**Source passage**
********************
- Born: August 19, 1982 (age 43) Akron, Ohio, U.S.
- Education: College of William & Mary (BA) Villanova University (JD) University of Pennsylvania (MBE)
- Occupation: Journalist
- Years active: 2010–present
- Spouse: Jason Kolsevich
- Children: 2

= Paula Reid =

American journalist

Paula Reid (born August 19, 1982) is an American journalist and attorney who is the CNN chief legal affairs correspondent. She joined CNN in March 2021 after working at CBS News. She is based in Washington, D.C.

As CBS News White House correspondent she appeared regularly on CBS Evening News, Face the Nation, and CBS This Morning. She was also a fill-in anchor on CBSN.

Reid covered the Special Counsel investigation of Robert Mueller and the 2016 Hillary Clinton email controversy. During the COVID-19 pandemic, Reid became known for pressing President Trump on his response to the crisis.
********************
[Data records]
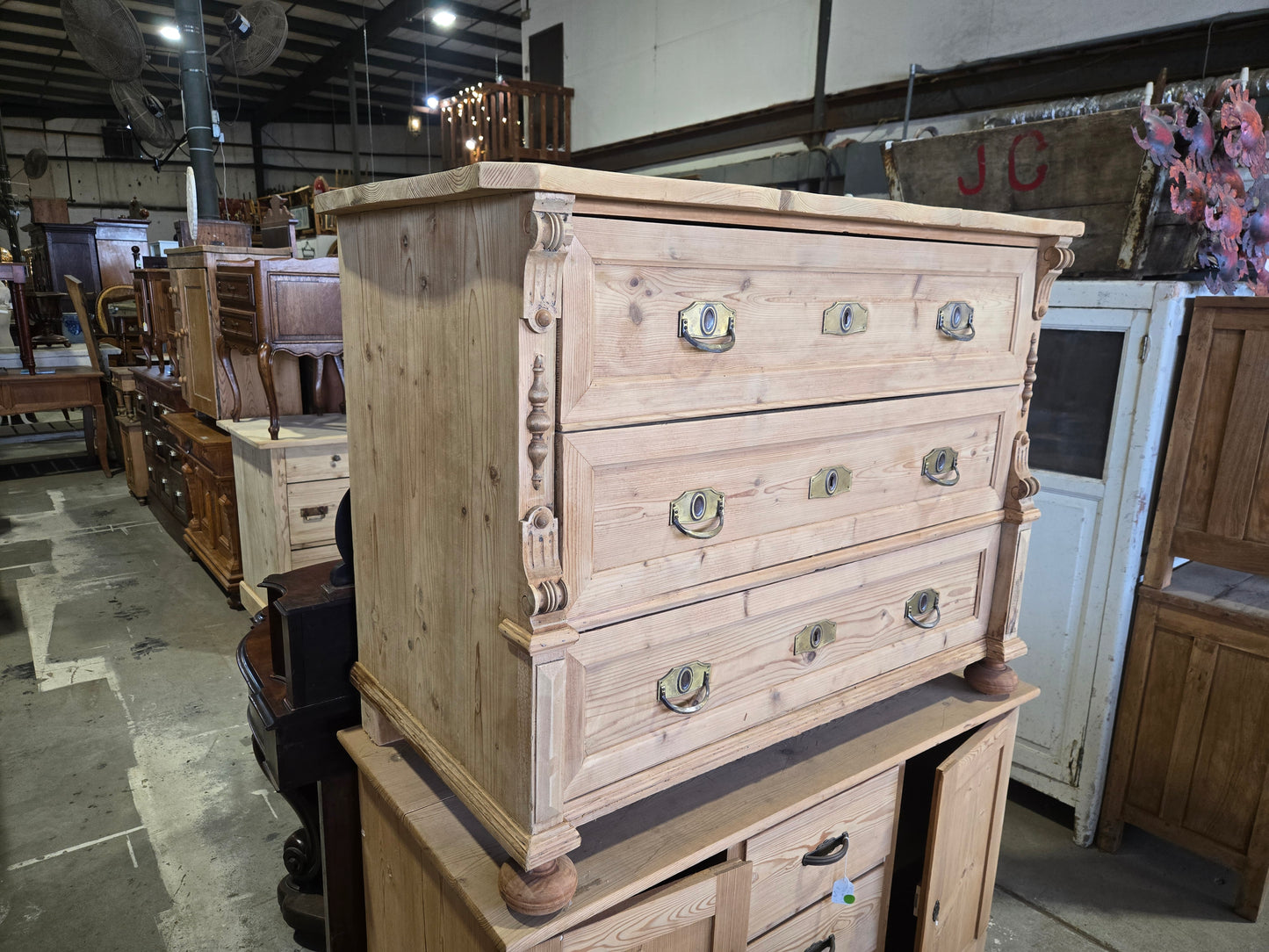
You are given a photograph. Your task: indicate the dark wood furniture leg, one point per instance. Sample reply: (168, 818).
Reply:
(224, 353)
(265, 357)
(18, 296)
(342, 862)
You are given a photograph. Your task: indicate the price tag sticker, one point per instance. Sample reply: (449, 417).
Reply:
(844, 891)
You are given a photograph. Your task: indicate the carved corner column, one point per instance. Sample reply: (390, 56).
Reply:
(992, 675)
(541, 632)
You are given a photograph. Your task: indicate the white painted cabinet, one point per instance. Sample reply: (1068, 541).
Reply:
(1107, 359)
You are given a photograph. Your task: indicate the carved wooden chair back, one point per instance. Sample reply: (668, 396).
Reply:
(1214, 501)
(75, 292)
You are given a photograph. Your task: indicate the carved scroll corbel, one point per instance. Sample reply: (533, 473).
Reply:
(1055, 259)
(550, 222)
(544, 569)
(1021, 484)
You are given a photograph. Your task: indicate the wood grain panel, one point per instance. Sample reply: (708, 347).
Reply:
(432, 358)
(624, 362)
(783, 886)
(1157, 726)
(747, 638)
(854, 928)
(621, 549)
(1232, 755)
(1209, 422)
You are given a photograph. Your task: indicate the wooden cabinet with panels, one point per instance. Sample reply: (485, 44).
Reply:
(274, 307)
(213, 532)
(650, 473)
(900, 804)
(196, 314)
(153, 290)
(288, 490)
(157, 398)
(1191, 753)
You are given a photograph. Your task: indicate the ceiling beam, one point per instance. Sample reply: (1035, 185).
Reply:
(377, 28)
(1003, 83)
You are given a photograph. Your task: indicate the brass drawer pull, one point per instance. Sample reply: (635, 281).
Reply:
(832, 851)
(941, 466)
(955, 320)
(829, 481)
(920, 607)
(697, 505)
(815, 636)
(688, 684)
(844, 318)
(709, 325)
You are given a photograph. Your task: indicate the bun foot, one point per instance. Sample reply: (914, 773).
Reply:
(539, 891)
(991, 678)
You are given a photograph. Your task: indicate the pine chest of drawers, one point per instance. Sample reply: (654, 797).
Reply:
(650, 473)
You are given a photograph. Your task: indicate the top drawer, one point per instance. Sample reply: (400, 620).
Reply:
(624, 361)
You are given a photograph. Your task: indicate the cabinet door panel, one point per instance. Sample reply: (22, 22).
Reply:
(964, 840)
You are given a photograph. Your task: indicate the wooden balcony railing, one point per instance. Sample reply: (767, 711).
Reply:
(512, 121)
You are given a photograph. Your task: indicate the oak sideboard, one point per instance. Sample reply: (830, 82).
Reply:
(650, 473)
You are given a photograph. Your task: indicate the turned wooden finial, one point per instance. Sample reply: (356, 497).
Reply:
(991, 678)
(541, 891)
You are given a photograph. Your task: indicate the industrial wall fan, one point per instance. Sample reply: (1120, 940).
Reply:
(107, 36)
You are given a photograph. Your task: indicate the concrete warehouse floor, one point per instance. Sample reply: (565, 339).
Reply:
(133, 817)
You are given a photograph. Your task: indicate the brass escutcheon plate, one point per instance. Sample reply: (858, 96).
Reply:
(815, 636)
(830, 481)
(844, 318)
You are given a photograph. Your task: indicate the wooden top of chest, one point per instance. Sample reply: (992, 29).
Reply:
(710, 197)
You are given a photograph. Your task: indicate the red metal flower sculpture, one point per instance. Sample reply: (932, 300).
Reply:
(1206, 146)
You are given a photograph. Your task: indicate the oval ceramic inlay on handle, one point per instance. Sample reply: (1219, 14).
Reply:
(693, 509)
(686, 689)
(709, 325)
(955, 320)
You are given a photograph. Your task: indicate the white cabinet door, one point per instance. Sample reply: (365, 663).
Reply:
(1107, 359)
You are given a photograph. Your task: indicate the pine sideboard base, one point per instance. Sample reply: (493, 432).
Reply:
(388, 720)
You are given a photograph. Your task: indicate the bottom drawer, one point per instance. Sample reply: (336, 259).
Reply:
(853, 829)
(832, 926)
(672, 683)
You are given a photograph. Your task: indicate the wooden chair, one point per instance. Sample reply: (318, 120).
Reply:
(1191, 752)
(97, 361)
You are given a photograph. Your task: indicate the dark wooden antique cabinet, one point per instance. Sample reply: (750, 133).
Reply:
(159, 398)
(153, 290)
(1191, 753)
(213, 530)
(270, 307)
(196, 308)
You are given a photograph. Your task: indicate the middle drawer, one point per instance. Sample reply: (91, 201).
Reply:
(650, 512)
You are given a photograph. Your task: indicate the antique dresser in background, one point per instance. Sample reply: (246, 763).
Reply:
(652, 473)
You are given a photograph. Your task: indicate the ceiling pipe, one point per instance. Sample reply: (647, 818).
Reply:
(197, 105)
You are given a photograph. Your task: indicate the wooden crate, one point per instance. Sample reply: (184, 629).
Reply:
(1084, 168)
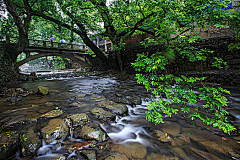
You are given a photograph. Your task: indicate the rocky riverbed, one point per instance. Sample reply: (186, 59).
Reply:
(102, 117)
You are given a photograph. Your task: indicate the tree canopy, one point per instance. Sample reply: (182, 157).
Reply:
(173, 24)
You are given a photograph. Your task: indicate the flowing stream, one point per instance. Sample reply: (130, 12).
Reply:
(174, 139)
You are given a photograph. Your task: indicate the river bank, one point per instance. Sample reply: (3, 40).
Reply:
(78, 106)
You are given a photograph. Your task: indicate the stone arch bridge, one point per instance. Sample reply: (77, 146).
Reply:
(46, 48)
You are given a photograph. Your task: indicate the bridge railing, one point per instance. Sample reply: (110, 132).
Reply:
(48, 44)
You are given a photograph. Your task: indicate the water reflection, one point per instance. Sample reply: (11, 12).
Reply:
(125, 129)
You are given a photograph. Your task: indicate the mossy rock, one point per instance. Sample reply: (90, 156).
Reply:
(116, 108)
(79, 119)
(103, 114)
(43, 90)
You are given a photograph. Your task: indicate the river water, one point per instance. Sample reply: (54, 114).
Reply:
(175, 139)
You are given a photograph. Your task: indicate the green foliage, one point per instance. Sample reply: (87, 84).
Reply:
(219, 63)
(175, 31)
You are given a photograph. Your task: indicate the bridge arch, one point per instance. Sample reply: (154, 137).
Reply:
(79, 58)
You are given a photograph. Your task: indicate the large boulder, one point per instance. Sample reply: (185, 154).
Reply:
(8, 144)
(131, 150)
(90, 131)
(103, 114)
(56, 129)
(116, 108)
(116, 156)
(43, 90)
(126, 99)
(30, 143)
(163, 137)
(79, 119)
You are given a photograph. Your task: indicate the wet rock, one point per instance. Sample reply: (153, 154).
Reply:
(52, 157)
(78, 146)
(96, 98)
(79, 119)
(103, 114)
(212, 146)
(14, 99)
(8, 144)
(76, 104)
(90, 154)
(53, 113)
(80, 96)
(131, 150)
(116, 156)
(48, 104)
(156, 156)
(163, 137)
(203, 155)
(179, 141)
(116, 108)
(90, 131)
(208, 140)
(126, 99)
(43, 90)
(30, 143)
(171, 128)
(43, 151)
(56, 129)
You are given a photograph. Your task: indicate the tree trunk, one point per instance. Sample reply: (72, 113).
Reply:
(13, 50)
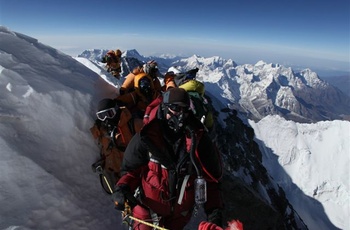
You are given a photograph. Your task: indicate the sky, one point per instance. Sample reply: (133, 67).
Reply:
(314, 34)
(48, 101)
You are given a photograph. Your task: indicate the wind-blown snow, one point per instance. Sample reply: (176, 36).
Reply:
(316, 157)
(47, 105)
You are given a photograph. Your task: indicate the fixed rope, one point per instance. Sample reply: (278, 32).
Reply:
(145, 223)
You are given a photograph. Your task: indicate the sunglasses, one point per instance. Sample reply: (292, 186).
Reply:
(177, 108)
(107, 113)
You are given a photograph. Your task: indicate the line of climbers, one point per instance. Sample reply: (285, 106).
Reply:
(157, 159)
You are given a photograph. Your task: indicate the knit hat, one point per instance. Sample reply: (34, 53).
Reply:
(177, 96)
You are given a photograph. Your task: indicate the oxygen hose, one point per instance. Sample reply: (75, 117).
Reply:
(192, 151)
(200, 185)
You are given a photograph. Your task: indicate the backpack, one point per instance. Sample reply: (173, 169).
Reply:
(199, 105)
(112, 141)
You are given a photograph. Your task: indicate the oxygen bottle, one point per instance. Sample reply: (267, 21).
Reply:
(200, 186)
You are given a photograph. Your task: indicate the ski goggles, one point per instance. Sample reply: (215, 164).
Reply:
(107, 113)
(177, 108)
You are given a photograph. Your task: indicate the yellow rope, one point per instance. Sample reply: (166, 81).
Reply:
(146, 223)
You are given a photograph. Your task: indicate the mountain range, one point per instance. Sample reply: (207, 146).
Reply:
(47, 105)
(257, 90)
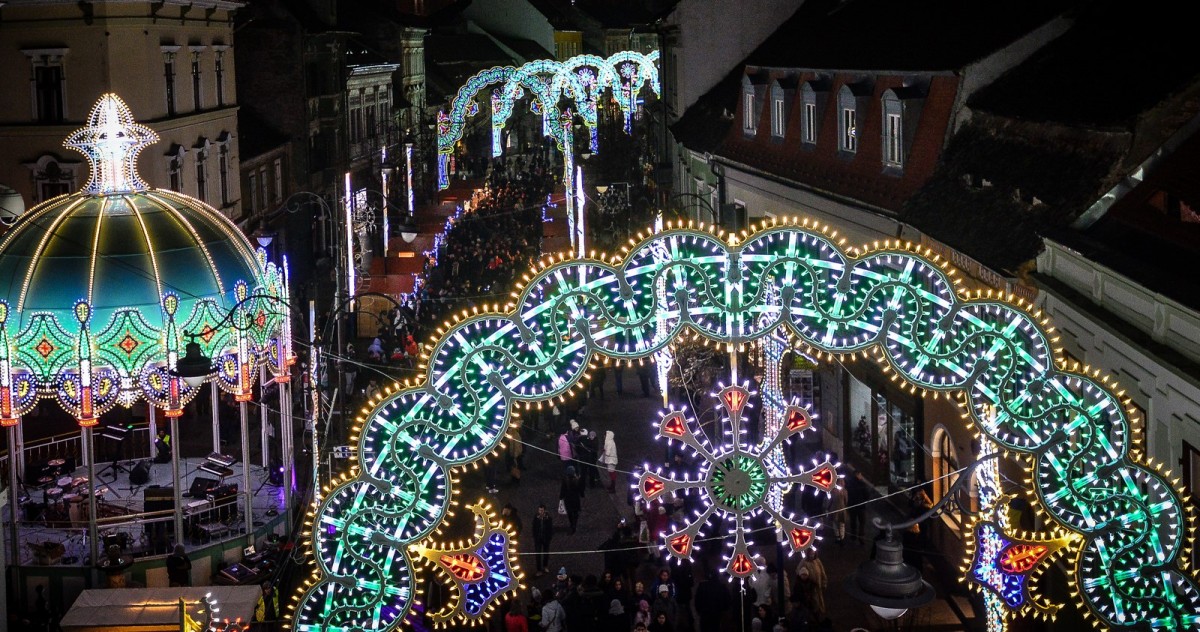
********************
**Your goal**
Copy out the full Paula Reid biography word for word. The records were taken from a separate source.

**Answer to this exercise**
- Born: August 19, 1982 (age 43) Akron, Ohio, U.S.
- Education: College of William & Mary (BA) Villanova University (JD) University of Pennsylvania (MBE)
- Occupation: Journalist
- Years active: 2010–present
- Spouse: Jason Kolsevich
- Children: 2

= Paula Reid =

American journalist

Paula Reid (born August 19, 1982) is an American journalist and attorney who is the CNN chief legal affairs correspondent. She joined CNN in March 2021 after working at CBS News. She is based in Washington, D.C.

As CBS News White House correspondent she appeared regularly on CBS Evening News, Face the Nation, and CBS This Morning. She was also a fill-in anchor on CBSN.

Reid covered the Special Counsel investigation of Robert Mueller and the 2016 Hillary Clinton email controversy. During the COVID-19 pandemic, Reid became known for pressing President Trump on his response to the crisis.